To do.
The records below are to be repeated exactly, minus any pictures.

Data shown.
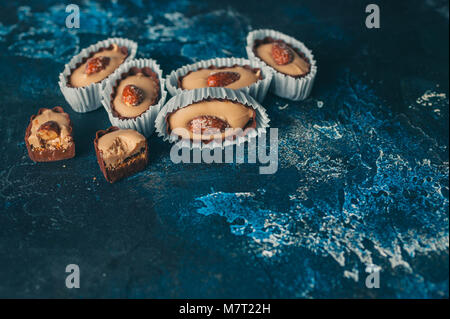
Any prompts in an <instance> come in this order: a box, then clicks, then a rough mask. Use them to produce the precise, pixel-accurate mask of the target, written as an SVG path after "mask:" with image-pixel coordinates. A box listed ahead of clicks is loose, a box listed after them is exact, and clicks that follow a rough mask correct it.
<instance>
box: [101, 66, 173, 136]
mask: <svg viewBox="0 0 450 319" xmlns="http://www.w3.org/2000/svg"><path fill="white" fill-rule="evenodd" d="M137 74H142V75H143V76H142V78H145V77H146V76H148V77H149V79H152V81H154V83H155V85H156V87H157V88H158V92H157V93H156V99H147V100H146V98H145V97H143V101H141V103H138V104H135V105H129V106H127V105H123V103H122V101H120V100H118V99H115V97H116V96H117V95H120V94H122V93H124V92H125V90H122V87H120V83H121V82H122V81H124V80H126V78H127V77H128V76H136V75H137ZM135 81H139V79H137V80H135ZM124 89H125V88H124ZM141 89H144V91H145V88H141ZM119 90H120V91H121V92H119ZM144 93H145V92H144ZM145 95H146V96H147V97H148V95H149V94H144V96H145ZM101 96H102V104H103V107H104V108H105V110H106V112H107V113H108V117H109V120H110V122H111V124H112V125H113V126H117V127H119V128H122V129H133V130H136V131H138V132H140V133H141V134H143V135H145V136H146V137H148V136H150V135H151V134H152V133H153V130H154V123H155V119H156V116H157V115H158V113H159V111H160V109H161V107H162V106H163V105H164V103H165V101H166V97H167V92H166V90H165V79H164V78H163V73H162V70H161V68H160V66H159V64H158V63H157V62H156V61H155V60H152V59H136V60H132V61H129V62H126V63H125V64H123V65H121V66H120V67H119V68H118V69H117V70H116V71H115V72H114V73H113V74H112V75H111V76H110V77H109V78H108V81H107V83H106V84H105V87H104V89H103V90H102V93H101ZM114 103H118V104H121V105H122V110H119V109H118V107H117V106H116V107H115V106H114ZM145 103H147V104H145Z"/></svg>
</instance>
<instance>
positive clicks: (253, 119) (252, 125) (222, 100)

Expected answer.
Any prompts in an <instance> come in this order: a box, then clicks, then a rough mask. Use them to produce the precise, pixel-accurate mask of the target, written as an SVG path after "mask:" with image-pixel coordinates. A box listed ahead of clicks is loose, a box listed after them is exact, and clicks that follow a rough mask correct it.
<instance>
box: [101, 66, 173, 136]
mask: <svg viewBox="0 0 450 319" xmlns="http://www.w3.org/2000/svg"><path fill="white" fill-rule="evenodd" d="M137 74H142V75H143V76H142V78H145V77H146V76H148V77H149V79H152V81H154V83H155V85H156V87H157V88H158V92H157V93H156V99H147V100H146V98H145V97H143V101H141V103H138V104H135V105H129V106H127V105H123V103H122V101H120V100H118V99H115V97H116V96H117V95H120V94H122V93H124V92H125V90H122V87H120V83H121V82H122V81H124V80H126V78H127V77H128V76H136V75H137ZM135 81H139V79H137V80H135ZM124 89H125V88H124ZM141 89H144V91H145V88H141ZM119 90H120V91H121V92H119ZM144 93H145V92H144ZM145 95H146V96H147V97H148V95H149V94H144V96H145ZM101 96H102V104H103V107H104V108H105V110H106V112H107V113H108V117H109V120H110V122H111V124H112V125H113V126H117V127H119V128H122V129H133V130H136V131H138V132H140V133H141V134H143V135H145V136H146V137H148V136H150V135H151V134H152V133H153V130H154V123H155V119H156V116H157V115H158V113H159V111H160V109H161V107H162V106H163V105H164V103H165V101H166V97H167V92H166V90H165V79H164V78H163V73H162V70H161V68H160V66H159V64H158V63H157V62H156V61H155V60H152V59H136V60H132V61H129V62H126V63H125V64H123V65H121V66H120V67H119V68H118V69H117V70H116V71H115V72H114V73H113V74H112V75H111V76H110V77H109V78H108V81H107V83H106V84H105V87H104V89H103V90H102V93H101ZM114 103H118V104H121V105H122V110H119V109H118V107H117V106H116V107H115V106H114ZM145 103H147V104H145Z"/></svg>
</instance>
<instance>
positive clicks: (253, 119) (252, 125) (222, 100)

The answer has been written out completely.